Document excerpt
━━━━━━
I set appointments to do my visit teaching.* We only have two people to visit. One gal is home in the states and the other is here so we have one appointment this month. We are going to visit with her after church on Sunday. She moved last month from one street away from me to living downtown just walking distance to the church (a 30 minute drive or 1 hour train ride). Our husbands can drive the kids home and me and my partner will take the train home after our visit.
Am I crazy to be wildly excited about visiting her? Just the idea that I can get out of my house. Without my children. It feels like I will be liberated. Free to walk without a stroller. No tripping over sandals or scooters as children stop and start directly in front of me on the sidewalk. No one will fight over “doing it myself” when it’s time to swipe the train card or be too scared to walk through the automatic gates after they swipe the card and wait too long so they slam back closed again before they go through.
I feel like I am drowning here these days. All the babysitters in the world have shipped themselves back to the US for the summer to visit extended family. There is literally no one left to play with on our entire street for the kids to have play dates. Beechwood Grove used to be littered with kids and bikes and balls after school let out. No more. Today the road is silent, hot, sticky and uninviting. The ear infection that has kept Maddie down seems to have dissipated but by dissipated I mean that while it has departed her right ear, she still has a runny nose and cough but now Jacob and Ben have it too. Everyone is tired and whiny and sick.
Today I was so looking forward to going to the Science Center to just get out of the house even if it wasn’t kid free time at least my grown up friends from playgroup would be there. We bought a season pass a week ago but couldn’t make it. By the time it was time to pack up and head out at 9:30 am my kids had sunken eyes and dragging bodies. Everyone looked ready to nap. I had to call Brian to talk me out of going. As much as I need to depart from these concrete walls, they needed to rest even more.
Oh how I wish I could have gone to play with my friends today. Or out to a movie (I vainly checked the show times knowing there is no way that’s going to happen anytime soon). On the up side, Mary came today and my house is really sparkling clean today. I do like Wednesdays. A clean floor makes my outlook on life dramatically better. And I made homemade lasagna for dinner. Then I realized Brian has to go teach scouts tonight downtown after work. Sigh. Good food but no one will care or appreciate it. Maybe we all need to go to bed early tonight. For now, I’m going to remain really, really excited about my train ride and walk home in the sticky heat after church on Sunday because I really, really need it.
*Visit Teaching is a program in the women’s group of our church. Two women teams are assigned to watch out, care for and visit with other women in the congregation. It’s awesome and helps make sure that people aren’t forgotten or overlooked. We’re only really asked to do two things and even that is to be tailored to meet the needs of the individual. We should check in at least once a month with our ladies and deliver a spiritual message to uplift them.
━━━━━━
Check your understanding
**A)** Copy from the post on visit teaching everything from "I feel like" down to "whiny and sick.".
**B)** Answer these questions from the post on visit teaching:
(i) How long is the drive from the writer's home to the church downtown?
(ii) What did the family buy a week ago?
(iii) What did the writer make for dinner?
━━━━━━
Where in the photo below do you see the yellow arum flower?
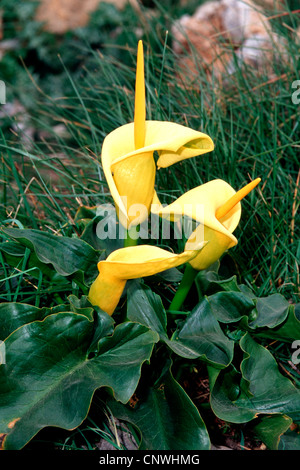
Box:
[88,242,205,315]
[101,41,214,229]
[157,178,261,271]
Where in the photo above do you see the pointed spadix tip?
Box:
[215,178,261,220]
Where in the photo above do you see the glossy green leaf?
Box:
[211,333,300,423]
[167,298,234,368]
[207,291,255,323]
[127,281,168,340]
[249,294,290,328]
[2,228,99,276]
[278,429,300,450]
[0,312,158,449]
[109,372,210,451]
[0,302,67,341]
[256,305,300,342]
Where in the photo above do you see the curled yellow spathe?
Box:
[101,41,214,228]
[152,178,260,270]
[88,242,206,315]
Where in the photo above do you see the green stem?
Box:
[169,264,198,311]
[124,227,139,248]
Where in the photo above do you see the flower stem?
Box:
[169,264,198,311]
[124,227,138,248]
━━━━━━
Results for the exercise
**A)**
I feel like I am drowning here these days. All the babysitters in the world have shipped themselves back to the US for the summer to visit extended family. There is literally no one left to play with on our entire street for the kids to have play dates. Beechwood Grove used to be littered with kids and bikes and balls after school let out. No more. Today the road is silent, hot, sticky and uninviting. The ear infection that has kept Maddie down seems to have dissipated but by dissipated I mean that while it has departed her right ear, she still has a runny nose and cough but now Jacob and Ben have it too. Everyone is tired and whiny and sick.

**B)**
(i) 30 minutes
(ii) A season pass to the Science Center
(iii) Homemade lasagna